**Given instruction A:** List each line in the records that contains the word "suit", matching case exactly.

**Excerpted text:**
::::::
As to the question of ``tone deafness'' for music, I also know of
``tone deafness'' in speech. I know some people who are perfectly able
to indicate in a spoken utterance which syllable has an pitch-accent,
but they are unable to say whether that accent is lent by a rise (a
rising pitch movement), a fall (a falling pitch movement), or by a
rise-fall (a rapid succession of a rising and a falling pitch
movement). All three types of accent-lending pitch movements occur very
regularly in languages like Dutch, German, and both British and
American English. Furthermore, the intonation in the speech spoken by
those ``tone deaf'' people is perfect. One of those people had worked
for years at IPO within the Hearing-and-Speech Group, and knew much
about intonation.
    Another observation is that many people are unable to reproduce an
utterance spoken by someone with the same intonation contour.  For
example, though in about 70% of all cases questions end on a high level
tone, many questions end on a low tone, especially wh-questions.  For
some studies, I wanted to have some utterances with well specified
pitch contours, among which there were some wh-questions which I wanted
to end on a low tone. Many subjects are unable to do this task; when I
speak both those sentences, one time ending on a low tone, the other
time lending on a high tone, some subjects react with ``But I don't
hear the difference!'', let alone that they can reproduce it.
    A study by Tahta and Wood (1981), (``Age changes in the ability to
replicate foreign pronunciation and intonation'', Language and Speech
24(4), 363-372), shows that children in the age from 8 to 11 learn much
faster to reproduce ``foreign'' intonation patterns than 11 to 14 year
old children. Their study related to native English-speaking children
who were imitating French and Armenian intonation patterns.
    Furthermore, being ``musical'' or having a fine ear for music, is
not a sufficient condition for being able to reproduce an intonation
pattern without much effort. Those musically trained people who doubt
this, are challenged to reproduce the intonation patterns of some
simple utterances spoken by speakers of an East-Asian tone language
with five, six or seven lexical tones.
::::::
**Given instruction B:** Rewrite the intonation text between "Another observation is" and "can reproduce it.", inclusive, substituting "participants" for each occurrence of "subjects".
::::::
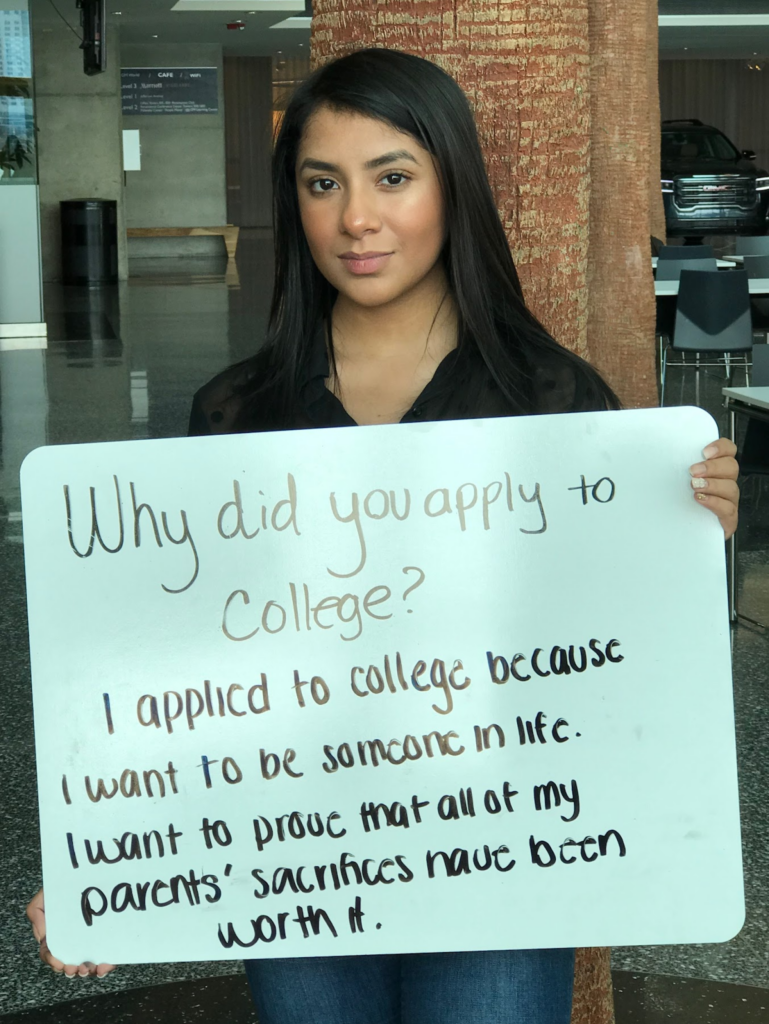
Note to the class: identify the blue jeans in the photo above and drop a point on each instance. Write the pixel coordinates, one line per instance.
(519, 986)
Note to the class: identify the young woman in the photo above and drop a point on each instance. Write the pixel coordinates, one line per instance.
(396, 300)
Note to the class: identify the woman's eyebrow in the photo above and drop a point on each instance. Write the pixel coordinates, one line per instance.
(370, 165)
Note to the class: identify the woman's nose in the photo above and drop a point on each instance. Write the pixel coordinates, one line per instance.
(359, 212)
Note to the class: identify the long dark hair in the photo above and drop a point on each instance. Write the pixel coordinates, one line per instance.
(415, 96)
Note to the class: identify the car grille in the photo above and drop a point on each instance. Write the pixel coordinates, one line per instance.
(717, 189)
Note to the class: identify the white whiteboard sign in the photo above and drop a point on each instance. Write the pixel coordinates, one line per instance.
(430, 687)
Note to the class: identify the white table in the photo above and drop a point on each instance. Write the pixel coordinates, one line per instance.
(752, 402)
(757, 286)
(722, 263)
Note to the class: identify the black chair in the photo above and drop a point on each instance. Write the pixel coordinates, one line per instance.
(713, 315)
(685, 252)
(752, 245)
(670, 269)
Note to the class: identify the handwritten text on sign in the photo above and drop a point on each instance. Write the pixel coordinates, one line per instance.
(443, 686)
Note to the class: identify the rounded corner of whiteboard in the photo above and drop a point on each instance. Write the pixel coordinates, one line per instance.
(694, 414)
(733, 923)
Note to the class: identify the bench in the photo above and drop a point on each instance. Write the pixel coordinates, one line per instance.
(228, 231)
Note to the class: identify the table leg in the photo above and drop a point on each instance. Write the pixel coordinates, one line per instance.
(731, 561)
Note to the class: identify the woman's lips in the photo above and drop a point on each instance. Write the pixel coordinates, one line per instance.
(366, 264)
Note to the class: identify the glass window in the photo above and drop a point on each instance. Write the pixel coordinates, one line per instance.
(696, 145)
(17, 148)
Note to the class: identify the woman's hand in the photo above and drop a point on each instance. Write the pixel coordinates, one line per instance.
(715, 482)
(36, 913)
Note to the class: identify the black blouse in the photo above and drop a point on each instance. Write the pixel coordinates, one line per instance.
(558, 384)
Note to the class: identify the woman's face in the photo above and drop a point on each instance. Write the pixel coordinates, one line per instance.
(366, 188)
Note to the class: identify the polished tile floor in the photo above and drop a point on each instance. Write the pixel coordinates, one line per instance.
(123, 364)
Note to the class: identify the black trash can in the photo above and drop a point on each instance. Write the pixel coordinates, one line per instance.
(89, 242)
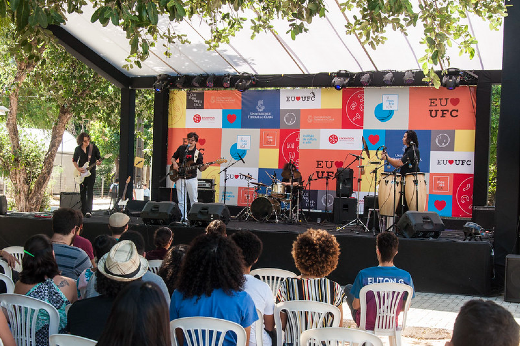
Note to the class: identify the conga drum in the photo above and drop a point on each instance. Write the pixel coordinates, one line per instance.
(410, 191)
(388, 194)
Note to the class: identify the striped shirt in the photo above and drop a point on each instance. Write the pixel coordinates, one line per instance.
(71, 260)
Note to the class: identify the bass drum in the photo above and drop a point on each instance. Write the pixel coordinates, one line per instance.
(264, 208)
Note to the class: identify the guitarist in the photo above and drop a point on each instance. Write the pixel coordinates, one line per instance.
(86, 152)
(187, 154)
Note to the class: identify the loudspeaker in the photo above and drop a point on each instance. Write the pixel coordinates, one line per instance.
(512, 284)
(3, 205)
(70, 200)
(418, 224)
(344, 209)
(134, 207)
(344, 185)
(202, 214)
(160, 213)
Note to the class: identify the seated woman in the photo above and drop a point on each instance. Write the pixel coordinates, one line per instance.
(41, 279)
(139, 316)
(211, 284)
(315, 254)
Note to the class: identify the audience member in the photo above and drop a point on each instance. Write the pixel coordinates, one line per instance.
(40, 278)
(315, 253)
(261, 293)
(118, 224)
(211, 284)
(102, 244)
(81, 242)
(171, 266)
(71, 260)
(162, 239)
(483, 323)
(387, 245)
(117, 268)
(216, 227)
(139, 316)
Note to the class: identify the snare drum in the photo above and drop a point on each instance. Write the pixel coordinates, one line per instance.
(409, 191)
(388, 194)
(264, 208)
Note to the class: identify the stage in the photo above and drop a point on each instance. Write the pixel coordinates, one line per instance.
(444, 265)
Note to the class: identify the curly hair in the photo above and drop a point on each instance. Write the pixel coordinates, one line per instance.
(171, 266)
(43, 265)
(250, 245)
(316, 252)
(162, 237)
(212, 262)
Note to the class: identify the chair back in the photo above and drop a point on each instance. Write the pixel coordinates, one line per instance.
(303, 315)
(337, 336)
(272, 277)
(7, 269)
(17, 252)
(154, 265)
(22, 313)
(9, 284)
(206, 331)
(70, 340)
(389, 303)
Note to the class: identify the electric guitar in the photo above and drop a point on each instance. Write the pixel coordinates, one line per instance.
(175, 174)
(79, 177)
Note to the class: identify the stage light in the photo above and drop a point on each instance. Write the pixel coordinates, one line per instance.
(366, 79)
(388, 78)
(409, 77)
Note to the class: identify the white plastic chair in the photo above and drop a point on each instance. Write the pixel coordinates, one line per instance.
(388, 297)
(17, 252)
(7, 269)
(303, 315)
(337, 336)
(22, 313)
(272, 277)
(9, 284)
(70, 340)
(206, 331)
(154, 265)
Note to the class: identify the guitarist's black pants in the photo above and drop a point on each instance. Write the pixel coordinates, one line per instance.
(86, 191)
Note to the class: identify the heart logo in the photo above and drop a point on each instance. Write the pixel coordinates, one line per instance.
(232, 118)
(439, 205)
(373, 139)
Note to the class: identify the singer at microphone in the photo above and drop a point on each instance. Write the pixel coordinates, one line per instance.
(409, 163)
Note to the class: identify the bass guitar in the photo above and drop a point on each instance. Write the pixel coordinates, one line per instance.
(79, 177)
(175, 174)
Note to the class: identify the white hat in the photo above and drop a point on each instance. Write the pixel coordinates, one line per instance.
(123, 263)
(118, 220)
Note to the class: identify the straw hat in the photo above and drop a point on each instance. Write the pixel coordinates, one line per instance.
(123, 263)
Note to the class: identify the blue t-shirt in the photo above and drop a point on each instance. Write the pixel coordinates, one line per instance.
(238, 307)
(376, 275)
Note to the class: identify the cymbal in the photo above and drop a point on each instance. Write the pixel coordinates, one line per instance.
(259, 184)
(287, 174)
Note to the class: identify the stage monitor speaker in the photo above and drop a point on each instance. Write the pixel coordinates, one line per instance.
(344, 182)
(418, 224)
(201, 214)
(512, 284)
(160, 213)
(3, 205)
(344, 210)
(70, 200)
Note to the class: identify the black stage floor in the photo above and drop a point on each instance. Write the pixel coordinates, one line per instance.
(444, 265)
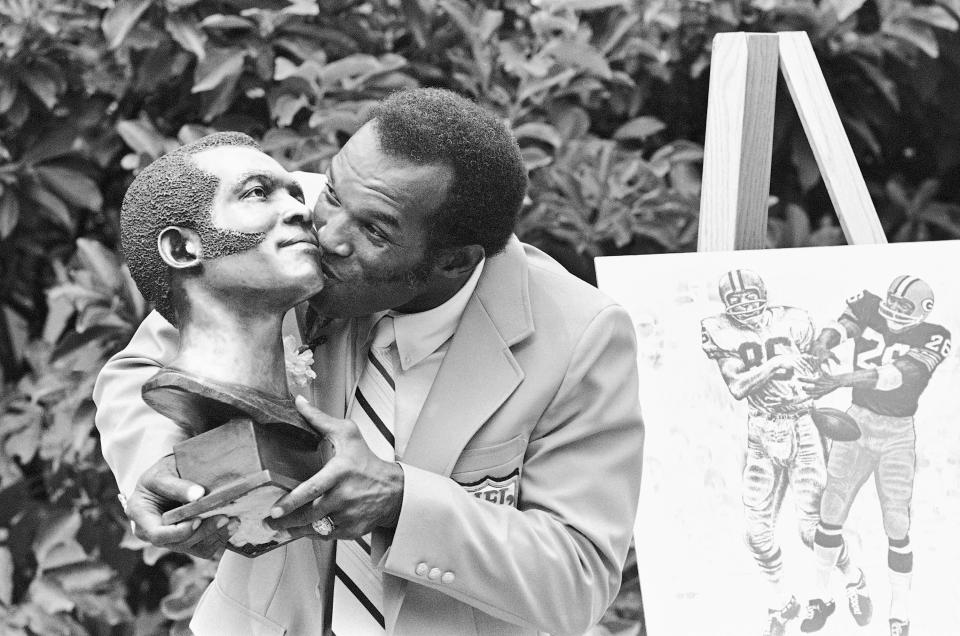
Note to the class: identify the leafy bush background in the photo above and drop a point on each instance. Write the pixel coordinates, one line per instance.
(607, 98)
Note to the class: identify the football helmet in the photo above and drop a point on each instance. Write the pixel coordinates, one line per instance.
(909, 301)
(744, 295)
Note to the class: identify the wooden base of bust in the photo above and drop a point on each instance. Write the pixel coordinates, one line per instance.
(248, 451)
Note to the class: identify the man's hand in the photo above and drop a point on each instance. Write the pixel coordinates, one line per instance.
(356, 489)
(801, 362)
(823, 354)
(821, 385)
(159, 489)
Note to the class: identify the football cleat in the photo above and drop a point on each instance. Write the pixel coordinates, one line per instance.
(909, 301)
(744, 295)
(818, 611)
(777, 619)
(858, 601)
(899, 627)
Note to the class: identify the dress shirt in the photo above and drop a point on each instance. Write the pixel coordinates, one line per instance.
(422, 341)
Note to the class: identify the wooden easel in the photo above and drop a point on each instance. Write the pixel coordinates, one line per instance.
(739, 141)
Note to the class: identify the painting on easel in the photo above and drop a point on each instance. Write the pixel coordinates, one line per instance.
(802, 464)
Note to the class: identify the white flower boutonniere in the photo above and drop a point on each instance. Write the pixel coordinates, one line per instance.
(298, 363)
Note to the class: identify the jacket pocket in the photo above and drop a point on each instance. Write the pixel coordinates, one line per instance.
(475, 463)
(218, 614)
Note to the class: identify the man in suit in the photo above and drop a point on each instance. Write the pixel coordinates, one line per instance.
(507, 501)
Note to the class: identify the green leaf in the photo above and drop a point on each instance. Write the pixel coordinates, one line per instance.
(915, 33)
(845, 8)
(53, 207)
(8, 92)
(539, 131)
(886, 86)
(72, 186)
(49, 597)
(532, 88)
(57, 142)
(534, 158)
(187, 34)
(582, 5)
(301, 8)
(287, 107)
(9, 213)
(572, 122)
(863, 131)
(639, 128)
(102, 263)
(59, 529)
(953, 5)
(218, 21)
(43, 86)
(579, 55)
(20, 431)
(220, 66)
(934, 16)
(347, 67)
(6, 574)
(119, 20)
(141, 137)
(808, 172)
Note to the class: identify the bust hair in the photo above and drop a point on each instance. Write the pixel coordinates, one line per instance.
(173, 190)
(433, 126)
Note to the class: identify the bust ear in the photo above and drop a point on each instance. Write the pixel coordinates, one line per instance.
(179, 247)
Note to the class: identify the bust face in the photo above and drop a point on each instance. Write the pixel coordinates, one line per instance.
(256, 195)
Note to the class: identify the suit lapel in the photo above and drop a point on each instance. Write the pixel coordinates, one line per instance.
(479, 371)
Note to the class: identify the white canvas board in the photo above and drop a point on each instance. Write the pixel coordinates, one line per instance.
(697, 574)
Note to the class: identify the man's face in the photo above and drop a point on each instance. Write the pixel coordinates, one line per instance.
(256, 195)
(374, 218)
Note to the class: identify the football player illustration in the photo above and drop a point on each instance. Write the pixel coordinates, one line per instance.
(762, 352)
(895, 353)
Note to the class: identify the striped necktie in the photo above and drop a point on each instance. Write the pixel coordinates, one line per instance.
(358, 587)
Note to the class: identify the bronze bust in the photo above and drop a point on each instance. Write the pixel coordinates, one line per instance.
(217, 236)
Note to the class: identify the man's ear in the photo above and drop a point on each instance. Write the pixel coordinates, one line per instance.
(458, 261)
(179, 247)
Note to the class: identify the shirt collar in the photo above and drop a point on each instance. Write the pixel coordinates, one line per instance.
(422, 333)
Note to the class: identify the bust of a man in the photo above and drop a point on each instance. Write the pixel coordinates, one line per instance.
(218, 237)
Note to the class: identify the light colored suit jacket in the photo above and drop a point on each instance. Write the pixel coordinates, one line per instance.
(521, 475)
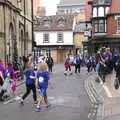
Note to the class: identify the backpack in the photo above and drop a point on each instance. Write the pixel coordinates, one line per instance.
(78, 60)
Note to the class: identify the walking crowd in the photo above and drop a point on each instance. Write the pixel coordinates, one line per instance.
(104, 62)
(36, 76)
(36, 72)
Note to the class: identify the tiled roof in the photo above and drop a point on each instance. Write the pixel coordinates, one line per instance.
(115, 7)
(101, 2)
(71, 1)
(54, 23)
(80, 27)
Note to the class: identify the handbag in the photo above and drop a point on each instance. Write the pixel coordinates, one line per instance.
(116, 83)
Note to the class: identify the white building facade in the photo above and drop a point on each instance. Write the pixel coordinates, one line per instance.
(55, 38)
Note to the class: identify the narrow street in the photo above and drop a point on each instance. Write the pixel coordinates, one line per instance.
(68, 98)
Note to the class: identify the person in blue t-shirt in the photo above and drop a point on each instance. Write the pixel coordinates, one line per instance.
(43, 77)
(30, 83)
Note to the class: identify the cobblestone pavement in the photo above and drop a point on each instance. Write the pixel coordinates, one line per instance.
(105, 99)
(68, 98)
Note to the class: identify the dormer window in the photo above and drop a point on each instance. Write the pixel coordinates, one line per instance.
(61, 21)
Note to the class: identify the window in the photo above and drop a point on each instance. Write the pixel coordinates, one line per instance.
(95, 26)
(101, 26)
(61, 21)
(60, 37)
(47, 21)
(95, 12)
(118, 24)
(101, 1)
(106, 10)
(101, 12)
(46, 38)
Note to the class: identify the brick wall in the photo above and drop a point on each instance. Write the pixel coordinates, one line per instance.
(111, 25)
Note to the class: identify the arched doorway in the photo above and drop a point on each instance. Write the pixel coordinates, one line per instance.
(22, 42)
(10, 43)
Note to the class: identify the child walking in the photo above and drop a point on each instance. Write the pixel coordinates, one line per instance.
(42, 85)
(30, 83)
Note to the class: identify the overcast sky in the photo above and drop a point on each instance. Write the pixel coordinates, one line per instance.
(50, 6)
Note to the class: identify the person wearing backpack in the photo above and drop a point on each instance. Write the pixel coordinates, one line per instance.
(77, 63)
(30, 83)
(50, 63)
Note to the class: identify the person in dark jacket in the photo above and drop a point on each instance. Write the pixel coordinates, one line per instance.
(30, 83)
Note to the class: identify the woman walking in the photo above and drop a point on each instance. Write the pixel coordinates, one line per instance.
(30, 83)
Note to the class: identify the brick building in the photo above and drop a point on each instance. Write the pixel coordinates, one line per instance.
(15, 28)
(54, 36)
::::::
**Worked solution A:**
Note to the class: identify the man in suit in the photo above and drop a point on each instance. Write the pixel coordinates, one line per instance.
Note to the class: identify the suit lapel in the photo above and drop a point on each instance. Write the pixel coordinates, one line per instance.
Note to the class: identify the light colored suit jacket in the photo above and drop a point on each instance. Write the pixel coordinates, one line per instance.

**Worked solution B:**
Another observation is that many people are unable to reproduce an
utterance spoken by someone with the same intonation contour.  For
example, though in about 70% of all cases questions end on a high level
tone, many questions end on a low tone, especially wh-questions.  For
some studies, I wanted to have some utterances with well specified
pitch contours, among which there were some wh-questions which I wanted
to end on a low tone. Many participants are unable to do this task; when I
speak both those sentences, one time ending on a low tone, the other
time lending on a high tone, some participants react with ``But I don't
hear the difference!'', let alone that they can reproduce it.